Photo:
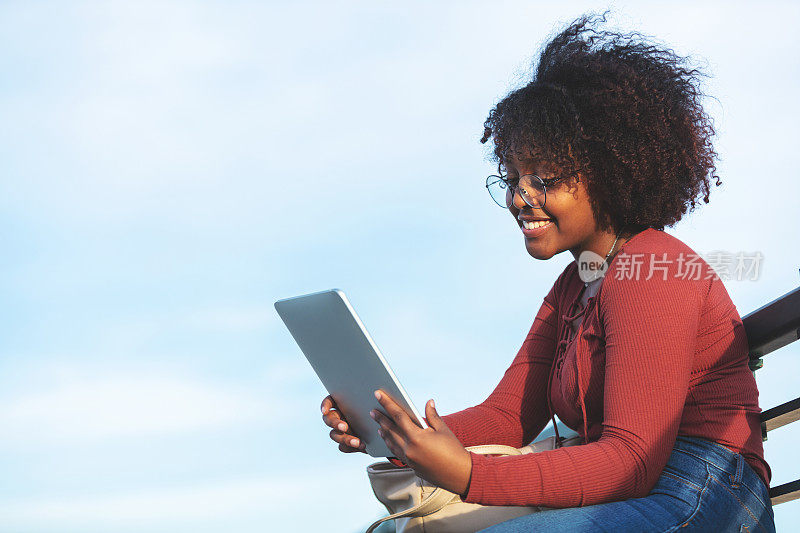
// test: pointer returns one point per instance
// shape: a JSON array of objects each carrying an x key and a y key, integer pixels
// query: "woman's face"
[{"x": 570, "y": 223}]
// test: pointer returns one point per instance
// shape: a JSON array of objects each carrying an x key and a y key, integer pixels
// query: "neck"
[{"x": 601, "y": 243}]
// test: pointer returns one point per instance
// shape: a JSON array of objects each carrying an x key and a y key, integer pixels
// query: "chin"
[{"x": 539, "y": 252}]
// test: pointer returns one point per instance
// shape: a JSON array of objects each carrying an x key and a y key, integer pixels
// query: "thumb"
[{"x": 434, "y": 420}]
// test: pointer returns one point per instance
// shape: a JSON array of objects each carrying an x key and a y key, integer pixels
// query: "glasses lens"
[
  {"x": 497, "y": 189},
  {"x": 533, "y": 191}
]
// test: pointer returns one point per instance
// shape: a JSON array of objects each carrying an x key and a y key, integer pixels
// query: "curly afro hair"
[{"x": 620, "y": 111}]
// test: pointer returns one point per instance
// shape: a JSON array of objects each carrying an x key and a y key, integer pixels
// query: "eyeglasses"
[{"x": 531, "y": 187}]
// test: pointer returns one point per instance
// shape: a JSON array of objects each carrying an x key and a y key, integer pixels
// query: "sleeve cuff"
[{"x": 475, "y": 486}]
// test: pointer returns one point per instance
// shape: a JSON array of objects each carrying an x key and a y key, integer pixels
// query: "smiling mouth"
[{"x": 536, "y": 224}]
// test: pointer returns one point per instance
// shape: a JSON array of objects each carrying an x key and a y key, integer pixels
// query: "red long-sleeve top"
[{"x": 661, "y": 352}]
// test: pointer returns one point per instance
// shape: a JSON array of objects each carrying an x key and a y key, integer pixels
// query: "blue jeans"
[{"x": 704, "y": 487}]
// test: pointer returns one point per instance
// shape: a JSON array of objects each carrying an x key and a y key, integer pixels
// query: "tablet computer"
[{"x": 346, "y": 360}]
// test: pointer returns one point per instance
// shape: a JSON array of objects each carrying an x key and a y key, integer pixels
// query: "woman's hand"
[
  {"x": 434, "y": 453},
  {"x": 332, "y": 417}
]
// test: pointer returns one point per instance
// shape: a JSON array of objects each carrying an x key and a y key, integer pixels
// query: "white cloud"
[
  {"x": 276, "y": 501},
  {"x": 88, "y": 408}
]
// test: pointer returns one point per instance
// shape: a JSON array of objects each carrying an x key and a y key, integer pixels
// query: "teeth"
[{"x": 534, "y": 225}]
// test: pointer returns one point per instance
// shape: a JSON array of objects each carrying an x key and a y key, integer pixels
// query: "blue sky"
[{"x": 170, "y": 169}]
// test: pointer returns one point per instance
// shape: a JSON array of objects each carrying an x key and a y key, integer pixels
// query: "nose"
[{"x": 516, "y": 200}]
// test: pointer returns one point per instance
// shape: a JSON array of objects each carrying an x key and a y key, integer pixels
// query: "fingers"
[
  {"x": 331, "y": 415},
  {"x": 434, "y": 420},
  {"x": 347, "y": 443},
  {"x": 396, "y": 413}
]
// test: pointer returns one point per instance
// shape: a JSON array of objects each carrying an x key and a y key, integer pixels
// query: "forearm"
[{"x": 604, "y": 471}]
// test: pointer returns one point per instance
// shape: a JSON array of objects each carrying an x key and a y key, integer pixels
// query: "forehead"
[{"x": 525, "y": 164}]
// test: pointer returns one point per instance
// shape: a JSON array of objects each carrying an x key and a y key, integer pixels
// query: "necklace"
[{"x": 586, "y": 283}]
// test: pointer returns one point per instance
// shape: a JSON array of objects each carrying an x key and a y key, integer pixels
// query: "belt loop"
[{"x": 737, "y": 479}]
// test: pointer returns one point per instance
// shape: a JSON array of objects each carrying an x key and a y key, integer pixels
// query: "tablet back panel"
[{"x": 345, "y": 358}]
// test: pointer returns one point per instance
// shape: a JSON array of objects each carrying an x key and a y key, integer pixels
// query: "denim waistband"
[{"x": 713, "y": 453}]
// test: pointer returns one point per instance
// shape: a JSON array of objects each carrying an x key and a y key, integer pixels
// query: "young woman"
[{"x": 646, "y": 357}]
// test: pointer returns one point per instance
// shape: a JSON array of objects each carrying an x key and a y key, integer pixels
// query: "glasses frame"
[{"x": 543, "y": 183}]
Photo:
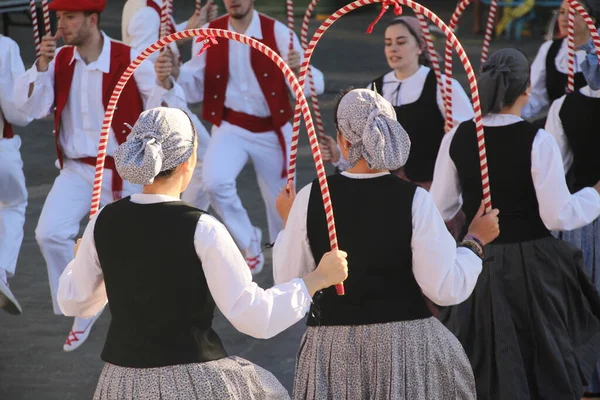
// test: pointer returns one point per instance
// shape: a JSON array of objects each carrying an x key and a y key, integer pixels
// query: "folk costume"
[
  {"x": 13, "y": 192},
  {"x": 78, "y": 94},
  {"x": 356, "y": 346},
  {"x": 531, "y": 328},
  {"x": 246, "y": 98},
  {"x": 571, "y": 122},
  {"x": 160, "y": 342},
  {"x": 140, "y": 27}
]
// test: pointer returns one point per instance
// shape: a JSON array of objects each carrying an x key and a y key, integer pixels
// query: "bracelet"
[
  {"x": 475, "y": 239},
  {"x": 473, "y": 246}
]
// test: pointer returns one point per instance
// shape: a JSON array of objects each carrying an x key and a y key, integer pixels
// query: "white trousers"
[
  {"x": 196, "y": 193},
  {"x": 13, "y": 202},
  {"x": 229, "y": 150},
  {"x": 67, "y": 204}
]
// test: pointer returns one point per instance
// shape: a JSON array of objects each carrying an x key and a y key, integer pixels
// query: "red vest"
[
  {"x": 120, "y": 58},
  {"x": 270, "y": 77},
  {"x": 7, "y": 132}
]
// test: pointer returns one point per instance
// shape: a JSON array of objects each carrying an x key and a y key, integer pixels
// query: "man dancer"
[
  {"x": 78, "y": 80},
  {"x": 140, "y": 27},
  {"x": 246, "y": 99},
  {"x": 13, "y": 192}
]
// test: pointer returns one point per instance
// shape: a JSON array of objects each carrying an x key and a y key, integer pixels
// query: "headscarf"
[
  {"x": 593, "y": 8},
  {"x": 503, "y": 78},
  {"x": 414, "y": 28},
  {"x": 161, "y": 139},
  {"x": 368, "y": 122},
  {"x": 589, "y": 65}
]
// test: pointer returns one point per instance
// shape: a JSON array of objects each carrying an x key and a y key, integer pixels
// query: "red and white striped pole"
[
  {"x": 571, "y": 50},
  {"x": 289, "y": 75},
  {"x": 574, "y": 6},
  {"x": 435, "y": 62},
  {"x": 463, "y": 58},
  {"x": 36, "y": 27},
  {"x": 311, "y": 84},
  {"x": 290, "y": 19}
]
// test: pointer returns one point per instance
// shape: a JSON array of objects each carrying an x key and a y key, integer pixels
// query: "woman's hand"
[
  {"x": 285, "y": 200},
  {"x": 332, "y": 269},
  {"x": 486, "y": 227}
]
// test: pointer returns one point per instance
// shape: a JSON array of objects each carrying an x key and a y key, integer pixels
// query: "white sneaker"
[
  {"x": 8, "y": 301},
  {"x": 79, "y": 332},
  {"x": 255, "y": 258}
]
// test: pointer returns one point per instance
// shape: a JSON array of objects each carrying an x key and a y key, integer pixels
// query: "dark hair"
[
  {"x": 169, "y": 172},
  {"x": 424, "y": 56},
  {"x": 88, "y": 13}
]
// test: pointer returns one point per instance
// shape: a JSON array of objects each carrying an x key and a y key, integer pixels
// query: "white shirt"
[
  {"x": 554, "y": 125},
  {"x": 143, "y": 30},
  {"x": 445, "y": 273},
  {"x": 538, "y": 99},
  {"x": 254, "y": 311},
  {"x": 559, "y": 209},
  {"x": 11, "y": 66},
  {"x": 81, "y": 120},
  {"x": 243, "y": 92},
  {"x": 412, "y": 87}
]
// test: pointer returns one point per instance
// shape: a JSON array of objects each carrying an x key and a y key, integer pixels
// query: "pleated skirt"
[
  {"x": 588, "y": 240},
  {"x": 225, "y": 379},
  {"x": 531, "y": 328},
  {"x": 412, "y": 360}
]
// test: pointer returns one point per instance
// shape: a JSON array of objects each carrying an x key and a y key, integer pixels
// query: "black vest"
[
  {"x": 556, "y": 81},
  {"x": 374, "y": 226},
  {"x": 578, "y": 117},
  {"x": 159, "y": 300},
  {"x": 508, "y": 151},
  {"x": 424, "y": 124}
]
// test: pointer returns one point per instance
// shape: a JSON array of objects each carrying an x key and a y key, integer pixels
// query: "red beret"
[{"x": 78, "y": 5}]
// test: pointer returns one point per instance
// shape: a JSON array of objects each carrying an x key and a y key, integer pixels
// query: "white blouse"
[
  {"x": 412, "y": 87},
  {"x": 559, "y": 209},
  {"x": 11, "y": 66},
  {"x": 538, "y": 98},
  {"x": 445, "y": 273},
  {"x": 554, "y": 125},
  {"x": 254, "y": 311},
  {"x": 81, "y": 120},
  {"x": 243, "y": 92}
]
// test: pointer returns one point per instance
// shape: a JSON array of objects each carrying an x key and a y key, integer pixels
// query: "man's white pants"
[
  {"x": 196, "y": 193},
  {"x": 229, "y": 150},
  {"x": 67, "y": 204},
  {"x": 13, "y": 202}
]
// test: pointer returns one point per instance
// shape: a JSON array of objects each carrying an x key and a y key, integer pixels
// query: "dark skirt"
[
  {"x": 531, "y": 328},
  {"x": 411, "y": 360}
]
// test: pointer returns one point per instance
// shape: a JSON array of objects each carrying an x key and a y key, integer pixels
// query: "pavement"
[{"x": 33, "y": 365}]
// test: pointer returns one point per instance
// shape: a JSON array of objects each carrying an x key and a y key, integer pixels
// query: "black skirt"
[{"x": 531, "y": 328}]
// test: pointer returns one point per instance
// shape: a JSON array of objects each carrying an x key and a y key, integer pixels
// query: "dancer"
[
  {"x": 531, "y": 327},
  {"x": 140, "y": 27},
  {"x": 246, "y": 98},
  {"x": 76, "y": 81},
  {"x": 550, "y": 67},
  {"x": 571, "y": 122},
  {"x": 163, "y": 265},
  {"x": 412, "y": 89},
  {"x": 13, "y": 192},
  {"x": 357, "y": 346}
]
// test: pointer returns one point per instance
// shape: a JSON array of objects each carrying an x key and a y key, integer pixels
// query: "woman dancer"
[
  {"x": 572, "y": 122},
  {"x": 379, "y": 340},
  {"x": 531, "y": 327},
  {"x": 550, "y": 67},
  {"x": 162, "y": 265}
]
---
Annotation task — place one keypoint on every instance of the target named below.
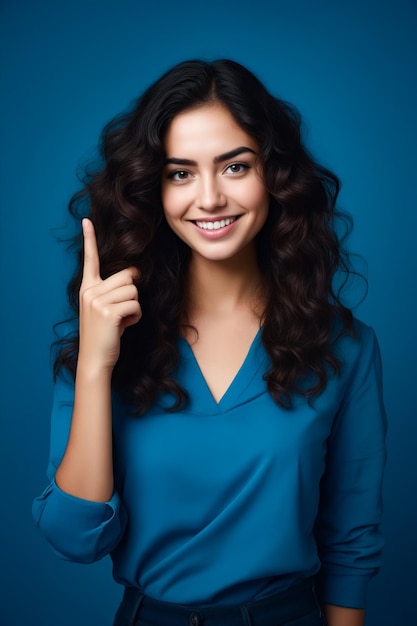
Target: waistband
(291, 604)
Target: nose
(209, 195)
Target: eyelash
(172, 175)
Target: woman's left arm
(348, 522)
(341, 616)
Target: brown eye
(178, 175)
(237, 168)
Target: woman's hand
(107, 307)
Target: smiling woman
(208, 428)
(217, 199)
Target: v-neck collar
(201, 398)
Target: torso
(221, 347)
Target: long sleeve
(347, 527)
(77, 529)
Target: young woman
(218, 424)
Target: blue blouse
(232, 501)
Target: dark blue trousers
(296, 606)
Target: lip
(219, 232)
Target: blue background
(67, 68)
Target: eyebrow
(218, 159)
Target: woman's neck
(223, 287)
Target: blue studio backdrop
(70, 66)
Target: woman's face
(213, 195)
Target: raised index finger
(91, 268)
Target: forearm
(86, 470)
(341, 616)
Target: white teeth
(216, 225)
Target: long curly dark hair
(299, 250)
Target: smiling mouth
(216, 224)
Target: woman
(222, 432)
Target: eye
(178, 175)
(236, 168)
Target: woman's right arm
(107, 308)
...
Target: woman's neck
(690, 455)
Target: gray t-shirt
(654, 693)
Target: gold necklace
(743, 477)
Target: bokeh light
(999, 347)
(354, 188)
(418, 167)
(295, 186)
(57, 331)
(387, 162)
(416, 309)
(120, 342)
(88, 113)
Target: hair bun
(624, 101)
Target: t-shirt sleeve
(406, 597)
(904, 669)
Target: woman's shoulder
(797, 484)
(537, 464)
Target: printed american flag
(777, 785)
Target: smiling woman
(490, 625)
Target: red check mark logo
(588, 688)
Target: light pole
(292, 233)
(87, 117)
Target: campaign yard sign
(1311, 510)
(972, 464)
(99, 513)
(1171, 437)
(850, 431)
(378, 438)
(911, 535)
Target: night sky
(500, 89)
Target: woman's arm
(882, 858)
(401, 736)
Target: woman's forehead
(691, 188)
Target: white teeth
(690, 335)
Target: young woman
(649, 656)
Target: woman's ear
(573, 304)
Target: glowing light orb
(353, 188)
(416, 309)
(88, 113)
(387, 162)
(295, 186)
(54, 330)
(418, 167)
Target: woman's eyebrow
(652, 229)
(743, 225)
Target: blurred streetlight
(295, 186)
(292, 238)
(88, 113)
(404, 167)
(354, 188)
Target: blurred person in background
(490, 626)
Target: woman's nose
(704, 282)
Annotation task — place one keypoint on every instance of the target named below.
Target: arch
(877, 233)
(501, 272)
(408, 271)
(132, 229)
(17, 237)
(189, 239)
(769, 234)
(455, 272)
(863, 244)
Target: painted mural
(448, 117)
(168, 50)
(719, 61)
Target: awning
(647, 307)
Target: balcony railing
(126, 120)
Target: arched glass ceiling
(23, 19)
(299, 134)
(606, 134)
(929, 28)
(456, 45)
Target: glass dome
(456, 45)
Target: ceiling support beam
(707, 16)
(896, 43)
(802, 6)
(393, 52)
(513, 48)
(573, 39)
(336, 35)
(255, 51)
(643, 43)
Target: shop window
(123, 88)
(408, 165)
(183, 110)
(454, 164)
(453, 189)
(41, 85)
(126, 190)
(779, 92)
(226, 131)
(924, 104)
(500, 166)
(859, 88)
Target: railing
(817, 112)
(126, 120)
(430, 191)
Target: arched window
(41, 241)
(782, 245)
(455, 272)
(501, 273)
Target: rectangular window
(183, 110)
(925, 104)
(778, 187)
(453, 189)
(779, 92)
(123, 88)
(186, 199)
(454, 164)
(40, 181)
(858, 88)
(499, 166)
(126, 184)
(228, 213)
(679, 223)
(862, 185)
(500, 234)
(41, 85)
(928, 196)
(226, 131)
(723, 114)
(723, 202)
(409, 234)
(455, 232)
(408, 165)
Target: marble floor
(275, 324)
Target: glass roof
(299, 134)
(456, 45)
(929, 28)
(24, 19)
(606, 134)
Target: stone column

Requirement:
Beginning at the line above with "Target: marble floor" and finishing at the line with "Target: stone column", return each line exactly and return nothing else.

Solution to this problem:
Target: marble floor
(275, 324)
Target: glass roof
(299, 134)
(456, 45)
(929, 28)
(24, 19)
(606, 134)
Target: stone column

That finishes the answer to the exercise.